---- Information given
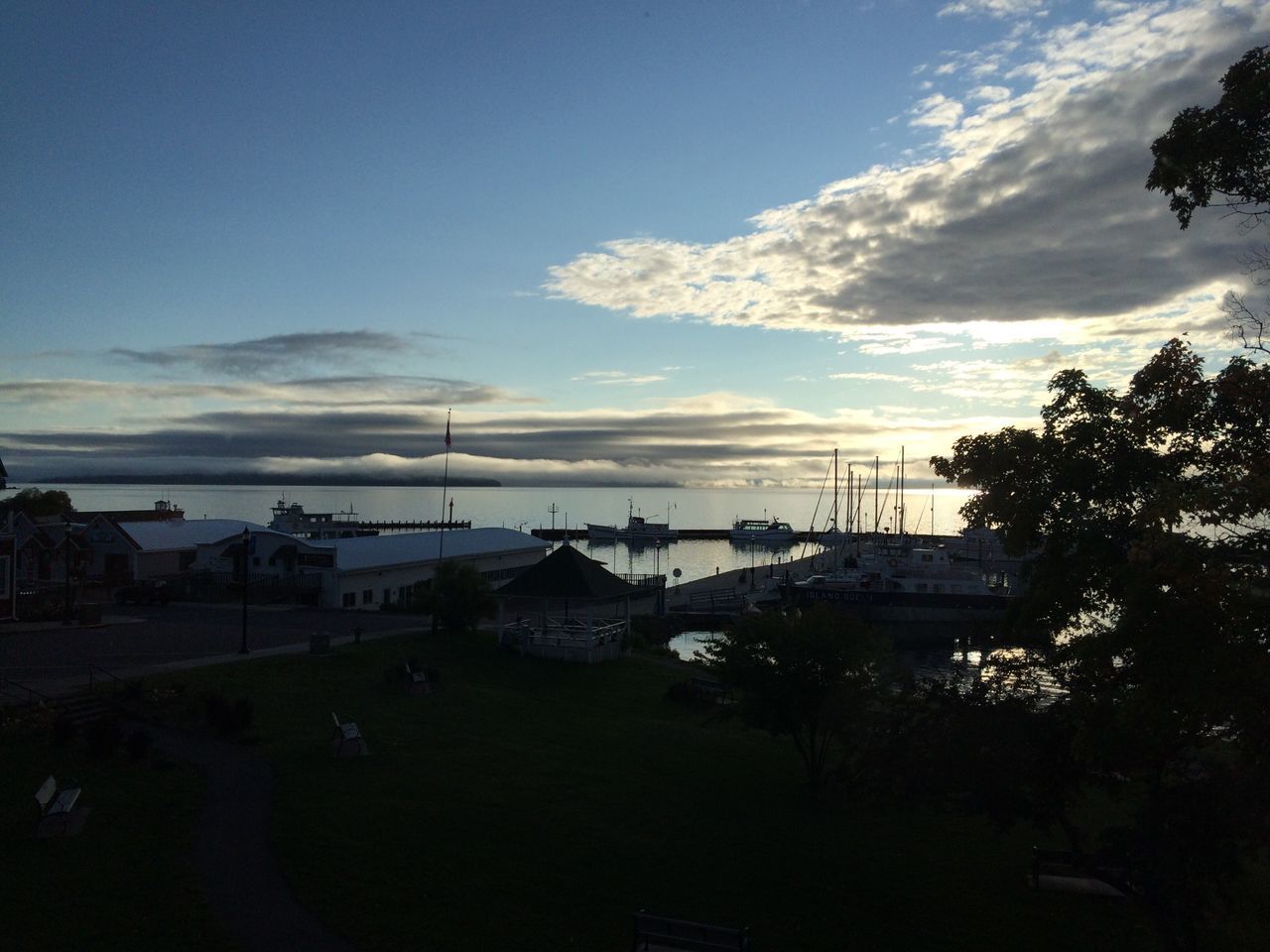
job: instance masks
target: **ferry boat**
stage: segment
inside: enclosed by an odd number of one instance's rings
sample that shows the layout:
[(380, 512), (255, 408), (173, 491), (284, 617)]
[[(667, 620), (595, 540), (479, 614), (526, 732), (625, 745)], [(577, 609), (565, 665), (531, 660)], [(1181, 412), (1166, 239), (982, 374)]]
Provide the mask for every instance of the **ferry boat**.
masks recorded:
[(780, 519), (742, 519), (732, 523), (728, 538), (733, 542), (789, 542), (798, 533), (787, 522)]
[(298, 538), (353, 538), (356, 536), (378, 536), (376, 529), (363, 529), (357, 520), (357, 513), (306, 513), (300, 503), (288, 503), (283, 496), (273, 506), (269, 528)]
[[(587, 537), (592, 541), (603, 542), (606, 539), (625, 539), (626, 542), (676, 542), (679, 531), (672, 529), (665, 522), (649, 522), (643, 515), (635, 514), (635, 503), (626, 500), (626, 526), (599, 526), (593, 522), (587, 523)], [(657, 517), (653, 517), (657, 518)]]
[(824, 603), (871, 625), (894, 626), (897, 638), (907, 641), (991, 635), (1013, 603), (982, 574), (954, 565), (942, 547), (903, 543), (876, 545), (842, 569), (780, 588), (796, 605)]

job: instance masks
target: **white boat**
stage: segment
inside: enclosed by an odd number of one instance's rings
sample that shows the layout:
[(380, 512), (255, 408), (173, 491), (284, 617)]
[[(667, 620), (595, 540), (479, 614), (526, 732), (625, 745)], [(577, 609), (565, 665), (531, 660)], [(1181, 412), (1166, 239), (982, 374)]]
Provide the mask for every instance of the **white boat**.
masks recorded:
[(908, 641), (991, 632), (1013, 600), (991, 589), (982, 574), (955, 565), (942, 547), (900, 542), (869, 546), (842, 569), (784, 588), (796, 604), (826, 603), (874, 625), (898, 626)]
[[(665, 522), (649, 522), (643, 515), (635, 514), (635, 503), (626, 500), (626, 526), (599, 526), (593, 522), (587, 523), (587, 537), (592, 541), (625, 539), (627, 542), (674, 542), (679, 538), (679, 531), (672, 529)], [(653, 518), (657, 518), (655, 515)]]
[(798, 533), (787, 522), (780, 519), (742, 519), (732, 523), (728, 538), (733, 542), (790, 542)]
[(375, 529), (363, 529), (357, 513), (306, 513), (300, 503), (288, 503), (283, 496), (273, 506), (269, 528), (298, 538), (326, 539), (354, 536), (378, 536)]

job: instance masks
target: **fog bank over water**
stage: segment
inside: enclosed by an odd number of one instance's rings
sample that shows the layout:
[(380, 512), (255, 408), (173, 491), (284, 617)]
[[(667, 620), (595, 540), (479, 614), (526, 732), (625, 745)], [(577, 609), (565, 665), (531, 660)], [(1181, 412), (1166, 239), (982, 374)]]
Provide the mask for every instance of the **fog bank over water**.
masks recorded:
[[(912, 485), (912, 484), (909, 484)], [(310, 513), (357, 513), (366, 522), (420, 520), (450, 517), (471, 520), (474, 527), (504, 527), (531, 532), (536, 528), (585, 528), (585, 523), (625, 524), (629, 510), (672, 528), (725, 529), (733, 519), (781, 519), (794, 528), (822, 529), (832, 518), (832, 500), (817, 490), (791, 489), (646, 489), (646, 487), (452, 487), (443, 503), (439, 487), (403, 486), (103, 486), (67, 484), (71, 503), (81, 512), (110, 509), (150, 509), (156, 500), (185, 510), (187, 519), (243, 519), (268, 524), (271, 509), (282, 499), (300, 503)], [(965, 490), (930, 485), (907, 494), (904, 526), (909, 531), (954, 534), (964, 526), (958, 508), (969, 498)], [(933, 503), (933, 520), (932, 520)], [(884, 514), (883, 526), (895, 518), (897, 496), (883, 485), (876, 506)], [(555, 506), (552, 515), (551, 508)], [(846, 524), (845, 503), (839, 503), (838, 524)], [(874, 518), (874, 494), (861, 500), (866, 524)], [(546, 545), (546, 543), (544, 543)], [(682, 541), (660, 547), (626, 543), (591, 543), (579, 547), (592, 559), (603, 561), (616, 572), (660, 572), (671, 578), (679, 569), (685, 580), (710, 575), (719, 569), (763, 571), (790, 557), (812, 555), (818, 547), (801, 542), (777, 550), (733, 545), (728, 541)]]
--------
---- Information given
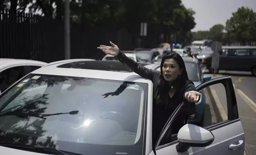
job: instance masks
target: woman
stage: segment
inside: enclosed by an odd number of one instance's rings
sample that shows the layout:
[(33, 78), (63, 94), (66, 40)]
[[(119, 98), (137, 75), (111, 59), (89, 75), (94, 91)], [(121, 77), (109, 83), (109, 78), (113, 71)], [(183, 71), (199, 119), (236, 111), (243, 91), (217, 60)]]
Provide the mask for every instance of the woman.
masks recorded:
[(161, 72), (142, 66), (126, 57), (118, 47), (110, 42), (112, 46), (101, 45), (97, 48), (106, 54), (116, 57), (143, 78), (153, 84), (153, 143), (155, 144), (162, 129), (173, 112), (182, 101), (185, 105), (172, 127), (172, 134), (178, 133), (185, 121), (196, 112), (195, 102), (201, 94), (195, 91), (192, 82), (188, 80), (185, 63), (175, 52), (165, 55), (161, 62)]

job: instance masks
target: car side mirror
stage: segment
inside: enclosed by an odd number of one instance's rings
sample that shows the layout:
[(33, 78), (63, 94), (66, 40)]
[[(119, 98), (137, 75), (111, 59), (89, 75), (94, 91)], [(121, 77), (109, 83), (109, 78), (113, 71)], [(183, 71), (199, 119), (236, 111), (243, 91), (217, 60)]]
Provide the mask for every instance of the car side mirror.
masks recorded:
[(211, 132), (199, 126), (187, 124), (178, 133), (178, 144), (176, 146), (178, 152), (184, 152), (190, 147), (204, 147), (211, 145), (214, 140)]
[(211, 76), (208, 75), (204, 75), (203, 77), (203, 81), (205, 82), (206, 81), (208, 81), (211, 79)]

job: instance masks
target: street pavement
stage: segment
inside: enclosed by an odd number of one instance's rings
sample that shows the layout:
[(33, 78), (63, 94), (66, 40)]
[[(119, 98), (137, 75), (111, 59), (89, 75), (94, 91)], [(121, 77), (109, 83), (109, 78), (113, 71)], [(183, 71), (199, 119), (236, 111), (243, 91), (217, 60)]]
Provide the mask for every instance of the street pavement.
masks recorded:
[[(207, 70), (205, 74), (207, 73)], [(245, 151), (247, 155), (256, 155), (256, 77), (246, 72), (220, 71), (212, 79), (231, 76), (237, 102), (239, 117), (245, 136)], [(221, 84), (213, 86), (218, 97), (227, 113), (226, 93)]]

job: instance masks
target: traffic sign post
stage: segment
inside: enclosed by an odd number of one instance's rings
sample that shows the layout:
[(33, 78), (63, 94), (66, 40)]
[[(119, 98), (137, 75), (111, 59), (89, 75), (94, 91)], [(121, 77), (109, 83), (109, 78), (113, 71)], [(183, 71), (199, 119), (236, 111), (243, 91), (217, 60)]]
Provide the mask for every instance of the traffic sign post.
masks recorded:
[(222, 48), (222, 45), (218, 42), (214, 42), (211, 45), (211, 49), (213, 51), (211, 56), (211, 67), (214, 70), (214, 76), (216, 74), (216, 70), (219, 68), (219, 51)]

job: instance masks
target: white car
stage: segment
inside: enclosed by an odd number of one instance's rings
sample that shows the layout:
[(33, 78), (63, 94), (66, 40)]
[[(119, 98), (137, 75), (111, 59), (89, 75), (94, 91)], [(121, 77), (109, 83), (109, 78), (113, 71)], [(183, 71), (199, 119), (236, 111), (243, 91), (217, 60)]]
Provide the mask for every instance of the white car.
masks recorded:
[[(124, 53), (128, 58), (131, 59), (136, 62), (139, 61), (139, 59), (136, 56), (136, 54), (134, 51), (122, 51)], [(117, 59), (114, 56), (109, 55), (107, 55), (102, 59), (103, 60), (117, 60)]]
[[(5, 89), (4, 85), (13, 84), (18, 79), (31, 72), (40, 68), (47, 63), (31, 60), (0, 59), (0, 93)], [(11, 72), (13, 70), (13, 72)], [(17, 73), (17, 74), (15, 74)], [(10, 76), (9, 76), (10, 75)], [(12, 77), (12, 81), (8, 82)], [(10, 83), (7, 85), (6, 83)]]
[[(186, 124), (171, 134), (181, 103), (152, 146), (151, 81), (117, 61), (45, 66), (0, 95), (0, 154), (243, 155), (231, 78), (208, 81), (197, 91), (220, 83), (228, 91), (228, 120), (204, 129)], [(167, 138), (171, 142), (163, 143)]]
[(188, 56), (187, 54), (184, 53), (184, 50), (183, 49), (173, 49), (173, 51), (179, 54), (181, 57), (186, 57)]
--------
---- Information given
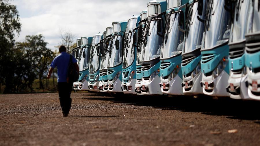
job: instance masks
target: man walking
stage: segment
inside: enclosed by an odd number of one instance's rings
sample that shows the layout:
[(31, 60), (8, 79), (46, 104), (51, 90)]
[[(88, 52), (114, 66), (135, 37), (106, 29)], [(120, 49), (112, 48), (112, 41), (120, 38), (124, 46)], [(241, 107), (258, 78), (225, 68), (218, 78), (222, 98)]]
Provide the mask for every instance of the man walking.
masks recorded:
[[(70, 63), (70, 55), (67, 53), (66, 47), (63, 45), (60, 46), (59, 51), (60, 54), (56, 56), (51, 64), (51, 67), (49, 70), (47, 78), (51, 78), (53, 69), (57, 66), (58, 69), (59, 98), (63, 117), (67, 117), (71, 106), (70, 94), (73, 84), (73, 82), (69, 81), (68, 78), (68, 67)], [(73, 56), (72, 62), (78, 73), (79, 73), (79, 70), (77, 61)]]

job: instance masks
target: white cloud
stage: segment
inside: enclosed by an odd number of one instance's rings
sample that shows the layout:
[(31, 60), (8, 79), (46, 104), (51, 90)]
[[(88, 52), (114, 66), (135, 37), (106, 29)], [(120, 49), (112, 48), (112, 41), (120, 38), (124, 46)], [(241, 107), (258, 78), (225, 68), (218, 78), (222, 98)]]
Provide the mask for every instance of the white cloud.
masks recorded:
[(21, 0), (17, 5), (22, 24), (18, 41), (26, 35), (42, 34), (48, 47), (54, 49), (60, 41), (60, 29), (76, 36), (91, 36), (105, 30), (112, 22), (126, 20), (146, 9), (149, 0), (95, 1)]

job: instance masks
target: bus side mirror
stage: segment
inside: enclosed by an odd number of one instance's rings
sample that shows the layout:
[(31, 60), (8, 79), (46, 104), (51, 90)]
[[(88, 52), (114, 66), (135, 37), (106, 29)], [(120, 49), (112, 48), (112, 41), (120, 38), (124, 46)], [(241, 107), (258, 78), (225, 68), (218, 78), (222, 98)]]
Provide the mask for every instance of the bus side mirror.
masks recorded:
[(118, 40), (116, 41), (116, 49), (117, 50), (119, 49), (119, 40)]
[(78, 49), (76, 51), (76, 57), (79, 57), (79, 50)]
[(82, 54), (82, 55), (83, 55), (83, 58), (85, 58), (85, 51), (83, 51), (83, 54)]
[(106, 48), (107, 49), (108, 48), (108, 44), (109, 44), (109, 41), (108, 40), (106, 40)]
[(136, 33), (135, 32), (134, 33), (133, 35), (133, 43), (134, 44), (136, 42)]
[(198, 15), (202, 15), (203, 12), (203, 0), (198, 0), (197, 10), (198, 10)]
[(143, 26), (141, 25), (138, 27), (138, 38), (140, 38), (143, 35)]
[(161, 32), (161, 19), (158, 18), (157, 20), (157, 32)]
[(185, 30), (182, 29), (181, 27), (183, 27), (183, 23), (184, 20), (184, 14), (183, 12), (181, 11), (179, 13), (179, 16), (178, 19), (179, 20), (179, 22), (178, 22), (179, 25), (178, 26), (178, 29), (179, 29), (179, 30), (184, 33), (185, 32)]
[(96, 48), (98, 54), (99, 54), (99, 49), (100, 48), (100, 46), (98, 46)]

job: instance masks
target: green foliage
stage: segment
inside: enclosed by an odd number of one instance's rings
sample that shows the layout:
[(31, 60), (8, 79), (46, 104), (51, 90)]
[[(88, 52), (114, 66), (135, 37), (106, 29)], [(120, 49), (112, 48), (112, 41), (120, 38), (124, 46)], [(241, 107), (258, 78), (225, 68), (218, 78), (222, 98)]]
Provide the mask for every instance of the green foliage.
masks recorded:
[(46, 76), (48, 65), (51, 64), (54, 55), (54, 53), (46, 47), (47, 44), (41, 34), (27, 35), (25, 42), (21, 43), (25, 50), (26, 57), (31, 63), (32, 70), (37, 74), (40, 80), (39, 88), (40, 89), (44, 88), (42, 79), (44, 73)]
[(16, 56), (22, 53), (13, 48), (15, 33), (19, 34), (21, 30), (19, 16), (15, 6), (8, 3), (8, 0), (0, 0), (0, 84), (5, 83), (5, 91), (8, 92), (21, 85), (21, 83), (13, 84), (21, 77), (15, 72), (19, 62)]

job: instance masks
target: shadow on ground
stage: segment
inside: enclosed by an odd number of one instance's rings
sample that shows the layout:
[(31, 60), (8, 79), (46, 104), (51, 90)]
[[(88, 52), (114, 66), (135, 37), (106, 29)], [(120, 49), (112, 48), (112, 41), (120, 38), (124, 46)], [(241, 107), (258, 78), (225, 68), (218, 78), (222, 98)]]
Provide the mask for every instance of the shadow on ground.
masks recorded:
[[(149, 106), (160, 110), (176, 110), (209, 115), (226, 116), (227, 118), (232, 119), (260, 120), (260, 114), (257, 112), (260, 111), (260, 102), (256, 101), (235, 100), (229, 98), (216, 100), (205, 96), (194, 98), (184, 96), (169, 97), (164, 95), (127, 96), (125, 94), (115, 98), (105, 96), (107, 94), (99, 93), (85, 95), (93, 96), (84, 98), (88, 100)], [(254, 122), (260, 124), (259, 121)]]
--------
* Problem to work on:
Report every line in the material above that contains the string "foliage", matching case exactly.

* Task answer:
target: green foliage
Provide the mask for every instance of the green foliage.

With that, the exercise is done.